───── TEXTE SOURCE ─────

Une catégorie qui aura été la plus spectaculaire avec, en particulier, un Saeid Mollaei (3e aujourd’hui) étonnant : un harai-tsuri-komi-ashi très sec contre Chilard avant de déposer sur le dos et pour le bronze le Néerlandais De Wit sur un sasae-tsuri-komi-ashi (fini quasiment en balayage) tout en subtilité. Les champions sont étonnants. La jeunesse enfonce encore le clou aujourd’hui avec la Hongroise Szofi Ozbas, une ceinture marron de 19 ans, qui expulse avec décision la « top 10 » Catherine Beauchemin-Pinard. La victoire d’une combattante du cru, championne du monde juniors 2019 et qui n’est que junior 2e année.

───── ITEMS FOURNIS ─────

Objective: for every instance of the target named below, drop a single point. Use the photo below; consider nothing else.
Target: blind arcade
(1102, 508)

─────
───── ITEMS FOURNIS ─────

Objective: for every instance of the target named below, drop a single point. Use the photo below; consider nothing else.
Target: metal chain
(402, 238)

─────

_CONSIGNE ÉCRITE_
Recopiez à l'identique le passage du texte sur la compétition de judo, en commençant par « Une catégorie qui » et en poursuivant jusqu'à « junior 2e année. ».

_RÉPONSE ATTENDUE_
Une catégorie qui aura été la plus spectaculaire avec, en particulier, un Saeid Mollaei (3e aujourd’hui) étonnant : un harai-tsuri-komi-ashi très sec contre Chilard avant de déposer sur le dos et pour le bronze le Néerlandais De Wit sur un sasae-tsuri-komi-ashi (fini quasiment en balayage) tout en subtilité. Les champions sont étonnants. La jeunesse enfonce encore le clou aujourd’hui avec la Hongroise Szofi Ozbas, une ceinture marron de 19 ans, qui expulse avec décision la « top 10 » Catherine Beauchemin-Pinard. La victoire d’une combattante du cru, championne du monde juniors 2019 et qui n’est que junior 2e année.